Tasks for this exercise:
1. According to the review of Nomeansno's album Wrong, in what year was the album released?
2. Pick up the review of Nomeansno's album Wrong where it stops, and write the next paragraph in the same voice.

Source passage:

══════════════════════════════

4 out of 5
Label: Alternative Tentacles
Produced by: Cecil English, Craig Bougie, Nomeansno
As I get older, and further away from the years when I discovered bands that were formative for my music tastes, when I hear something that currently comes across as pretty mindblowing, then find that it came out before those formative years… I’m not sure whether I feel older or younger as a result, but I feel a lot dumber, in a good way.
Nomeansno is by no means an unknown quantity, with Wrong having been a relative hit for them, and I’d heard the band referenced by others, plus I recall stocking and selling plenty of discs from them when I worked at a music store. I believe myself to be moderately educated in music, from maybe the 70s / 80s onward, with some dabblings across most genres save classical – though, sure, I think a lot of music fans think of themselves comparably.
Still, I at least know some basics: Nirvana existed before Teen Spirit. No-wave quite before that. Punks and noisemakers have been breaking speakers for decades. It’s not necessarily that Wrong’s intense punky grungeness surprises me for having been released in 1989, it’s how modern it sounds. How flexible the lyrics are; how thick the production is; how skillfully the bass and drums and guitars interweave; how the band comfortably flicks between hardcore and singalongs, silly and serious; I feel dumb when I am reminded how timeless the best music can be, because that’s part of the damn point, and when you discover something that proves that for you, it’s an amazing thing.

══════════════════════════════

Listed records:
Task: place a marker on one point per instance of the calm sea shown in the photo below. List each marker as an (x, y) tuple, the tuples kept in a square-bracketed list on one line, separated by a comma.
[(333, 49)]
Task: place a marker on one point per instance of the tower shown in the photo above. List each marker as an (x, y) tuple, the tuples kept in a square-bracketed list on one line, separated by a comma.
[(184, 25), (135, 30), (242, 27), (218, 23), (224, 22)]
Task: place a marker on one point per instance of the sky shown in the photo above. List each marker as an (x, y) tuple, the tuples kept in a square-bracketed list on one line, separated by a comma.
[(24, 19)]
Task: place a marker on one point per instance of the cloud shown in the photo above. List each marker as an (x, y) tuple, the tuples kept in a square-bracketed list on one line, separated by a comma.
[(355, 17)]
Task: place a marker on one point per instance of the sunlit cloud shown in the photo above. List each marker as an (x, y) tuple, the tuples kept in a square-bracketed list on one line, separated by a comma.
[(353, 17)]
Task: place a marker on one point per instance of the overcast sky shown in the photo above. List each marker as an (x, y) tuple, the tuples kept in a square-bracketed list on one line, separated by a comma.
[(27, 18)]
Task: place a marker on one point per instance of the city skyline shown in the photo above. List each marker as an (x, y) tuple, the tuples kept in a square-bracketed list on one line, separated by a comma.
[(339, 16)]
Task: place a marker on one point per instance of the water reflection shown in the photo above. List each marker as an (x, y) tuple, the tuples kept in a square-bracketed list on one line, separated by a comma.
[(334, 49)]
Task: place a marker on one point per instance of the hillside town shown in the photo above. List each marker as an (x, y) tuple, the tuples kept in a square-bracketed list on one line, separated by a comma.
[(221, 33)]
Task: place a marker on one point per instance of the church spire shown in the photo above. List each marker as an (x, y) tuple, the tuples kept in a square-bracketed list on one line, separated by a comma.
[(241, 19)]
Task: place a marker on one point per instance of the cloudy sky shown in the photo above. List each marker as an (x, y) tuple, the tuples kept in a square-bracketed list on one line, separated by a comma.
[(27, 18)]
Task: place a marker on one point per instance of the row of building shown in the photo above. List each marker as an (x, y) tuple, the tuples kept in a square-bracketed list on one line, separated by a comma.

══════════════════════════════

Numbered responses:
1. 1989

2.
I’d always passed over Nomeansno because, ahem, of the Alternative Tentacles thing, Jello Biafra’s imprint which I just kinda universally brushed off as catering to snotty punks who overthought their subversiveness, or stuff that I missed the boat on fully grasping its cultural impact. And if I have a criticism of Wrong, it’s related to that: the group varies between these intense or cutting critiques of class or social dynamics – common for punk, but delivered here with clever, compelling lyrics and a passion that’s not just cringey posturing – and some comparatively silly numbers that have a mindless Ramones simplicity to them (if amped up to NMN’s 11). They’re fun songs, but the album is always on, and there’s something about spending that intensity on these toss-offs that lessens the whole – lightly akin to the aforementioned faux subversiveness.
Musically, though, this stuff kills: Primus funk and complexity in the bass; precision hardcore punk drumming; and an interestingly “clean” guitar sound that hits hard but is chosen well to not overwhelm. Whoever’s singing (John Wright? Rob Wright?) has yelling chops to match the speed of the tracks and still enunciate, but can also slow things down to harmonize with Danielle Gagnier on The End of All Things. …Which is also hard as balls.
This album rocks.
It would’ve defined a lot for me in ’89 – who are these Nirvana jokers? – and so maybe means even more, now, that it sounds so good, packs such a wallop, and turns out to have just been waiting in the wings for literal decades, until my dumbass was smart enough to notice it.